Stated goal 1
In the listing, rewrite the lines from the line with "of the clear" up to and including the line with "<point>601,478</point>" as a numbered list with blank lines left out. Include only those lines.

━━━ Article ━━━

McDonald’s didn’t want to produce chicken nuggets at scale because they were having a hard time getting consistent prices for chickens, and they didn’t want to constantly have to change the price so McDonald’s was considering not even offering them anymore.


Ray Dalio used his macro investing techniques and cause and effect relationships to break down how McDonald’s could make this a viable investment.


When digging into pricing of chicken nuggets, the primary cost is the chicken itself, and the leading driver of that cost to farmers was in chicken feed which is predominantly soy and corn.


By understanding that the price of soy and corn would ultimately have the largest impact on the price of chickens, which would then have the largest impact on the price of chicken nuggets, and by securing consistent courses of corn and soy production McDonalds was able to lock in a consistent price of chicken and start to offer chicken nuggets at large scale.


So, when it comes to real estate investing, how can we bridge macro knowledge to local real estate to make strong investing decisions, there are a few trends we’re watching that are swaying opinions on asset classes….


Oil & Gas is an interesting investment right now, this is actually a conversation I initially had about a year ago with the managing partner at a family office and have kept seeing signs of this asset class growing, one piece of macro knowledge is that there are government forces pushing companies to invest in green energy, which is pulling investment out of oil & gas, which is causing a widening gap in supply and demand where production of oil is likely to decrease with demand still remaining high.


Another is the lack of mass efforts to move to sustainable energy products. Electric cars are probably front and center of these efforts, but in 2022 14% of cars were electric, but that 14% took over 60% of all lithium we mined for the year, meaning there’s a ceiling with electric cars that we’re not able to address yet because wide scale production of lithium won’t be able to sustain much more.


Other examples could be China’s aging population and growing cost of labor and energy pushing companies to reshore production to South America, which will increase demand for warehousing and transportation hubs by the southern border as opposed to ports.


Real estate is a hyper local form of investing, but understanding macro events and how those events push or pull demand of locations or asset classes, can help position you as an extremely effective investor.

━━━ Data supplied ━━━

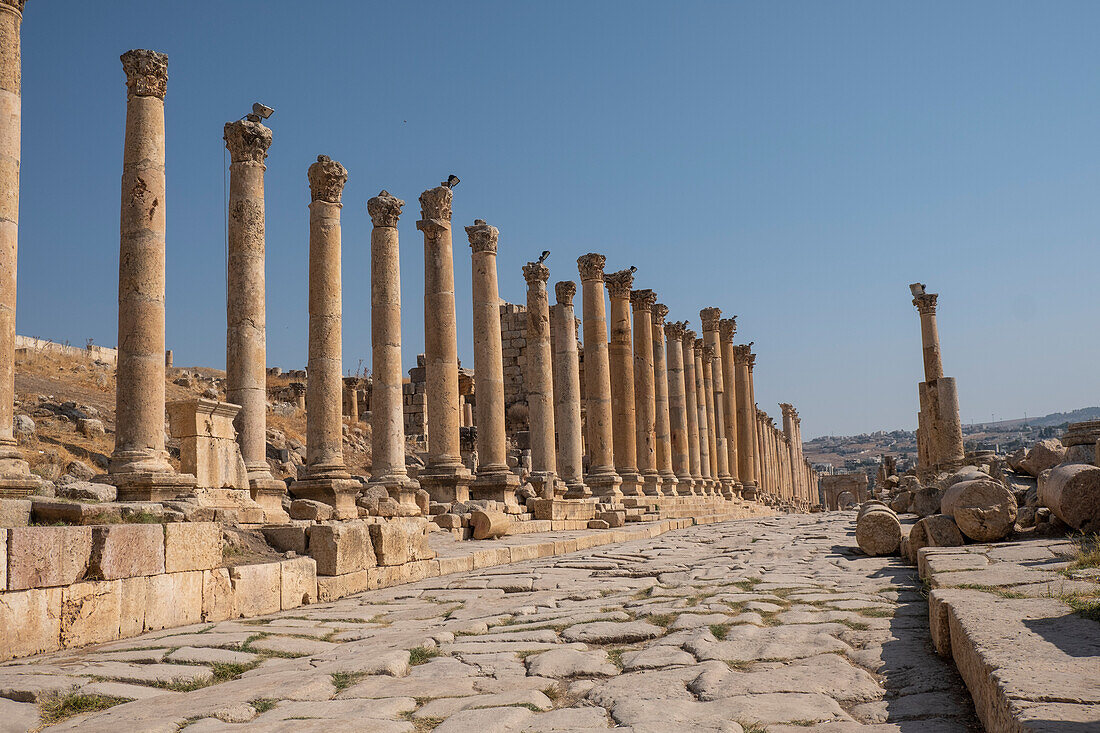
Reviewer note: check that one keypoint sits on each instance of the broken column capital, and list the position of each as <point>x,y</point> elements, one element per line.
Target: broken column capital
<point>327,179</point>
<point>146,72</point>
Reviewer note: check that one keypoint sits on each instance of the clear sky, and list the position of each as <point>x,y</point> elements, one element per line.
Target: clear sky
<point>796,164</point>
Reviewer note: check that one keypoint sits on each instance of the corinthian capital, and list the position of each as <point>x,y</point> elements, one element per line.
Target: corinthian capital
<point>619,283</point>
<point>642,299</point>
<point>536,272</point>
<point>385,209</point>
<point>591,266</point>
<point>564,290</point>
<point>248,142</point>
<point>710,318</point>
<point>483,237</point>
<point>146,73</point>
<point>327,179</point>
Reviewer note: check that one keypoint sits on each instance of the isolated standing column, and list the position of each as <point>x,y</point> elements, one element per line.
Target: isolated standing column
<point>539,380</point>
<point>387,418</point>
<point>567,393</point>
<point>601,478</point>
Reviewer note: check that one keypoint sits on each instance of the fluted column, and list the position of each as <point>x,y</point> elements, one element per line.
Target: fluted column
<point>538,381</point>
<point>645,402</point>
<point>663,425</point>
<point>387,417</point>
<point>746,423</point>
<point>246,331</point>
<point>15,479</point>
<point>622,372</point>
<point>494,479</point>
<point>140,462</point>
<point>691,402</point>
<point>711,318</point>
<point>602,478</point>
<point>443,476</point>
<point>567,393</point>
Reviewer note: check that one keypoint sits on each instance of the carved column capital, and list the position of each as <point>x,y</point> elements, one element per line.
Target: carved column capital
<point>591,266</point>
<point>619,283</point>
<point>146,73</point>
<point>726,329</point>
<point>246,142</point>
<point>385,209</point>
<point>710,318</point>
<point>564,290</point>
<point>536,272</point>
<point>327,179</point>
<point>642,299</point>
<point>483,237</point>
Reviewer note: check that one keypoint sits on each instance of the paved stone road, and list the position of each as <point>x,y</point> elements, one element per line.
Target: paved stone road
<point>762,624</point>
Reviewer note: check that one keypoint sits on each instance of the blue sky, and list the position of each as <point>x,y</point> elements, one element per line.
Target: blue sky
<point>796,164</point>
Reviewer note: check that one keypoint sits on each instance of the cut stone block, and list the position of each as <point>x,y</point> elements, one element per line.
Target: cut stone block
<point>125,550</point>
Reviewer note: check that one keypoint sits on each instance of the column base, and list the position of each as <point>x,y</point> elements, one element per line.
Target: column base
<point>447,483</point>
<point>268,492</point>
<point>496,487</point>
<point>157,487</point>
<point>337,492</point>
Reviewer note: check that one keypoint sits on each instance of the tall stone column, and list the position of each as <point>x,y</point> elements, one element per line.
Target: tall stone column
<point>705,420</point>
<point>443,476</point>
<point>726,329</point>
<point>622,373</point>
<point>661,398</point>
<point>387,412</point>
<point>746,423</point>
<point>645,403</point>
<point>327,478</point>
<point>15,478</point>
<point>691,402</point>
<point>494,480</point>
<point>246,331</point>
<point>567,393</point>
<point>538,380</point>
<point>140,463</point>
<point>711,318</point>
<point>602,478</point>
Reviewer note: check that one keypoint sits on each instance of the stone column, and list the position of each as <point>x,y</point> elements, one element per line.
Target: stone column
<point>387,416</point>
<point>246,332</point>
<point>661,398</point>
<point>327,478</point>
<point>140,463</point>
<point>567,393</point>
<point>645,414</point>
<point>15,478</point>
<point>622,373</point>
<point>494,480</point>
<point>691,402</point>
<point>711,318</point>
<point>538,380</point>
<point>746,423</point>
<point>443,476</point>
<point>704,425</point>
<point>726,329</point>
<point>602,478</point>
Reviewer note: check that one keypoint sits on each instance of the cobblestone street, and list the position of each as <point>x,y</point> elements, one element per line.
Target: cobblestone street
<point>765,624</point>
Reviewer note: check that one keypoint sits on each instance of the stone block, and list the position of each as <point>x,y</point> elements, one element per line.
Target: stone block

━━━

Stated goal 2
Update the part of the real estate investing article from "So, when it" up to and including "on asset classes….", replacing "bridge" with "connect".

Worked solution 1
1. Reviewer note: check that one keypoint sits on each instance of the clear sky, and list the position of each as <point>x,y</point> elements, one element per line.
2. Target: clear sky
3. <point>796,164</point>
4. Reviewer note: check that one keypoint sits on each instance of the corinthian capital, and list the position of each as <point>x,y</point> elements, one element per line.
5. Target: corinthian capital
6. <point>619,283</point>
7. <point>642,299</point>
8. <point>536,272</point>
9. <point>385,209</point>
10. <point>591,266</point>
11. <point>564,290</point>
12. <point>248,142</point>
13. <point>710,318</point>
14. <point>483,237</point>
15. <point>146,73</point>
16. <point>327,179</point>
17. Reviewer note: check that one keypoint sits on each instance of the isolated standing column, and list the position of each as <point>x,y</point> elements, one element per line.
18. Target: isolated standing column
19. <point>539,380</point>
20. <point>387,418</point>
21. <point>567,393</point>
22. <point>601,478</point>

Worked solution 2
So, when it comes to real estate investing, how can we connect macro knowledge to local real estate to make strong investing decisions, there are a few trends we’re watching that are swaying opinions on asset classes….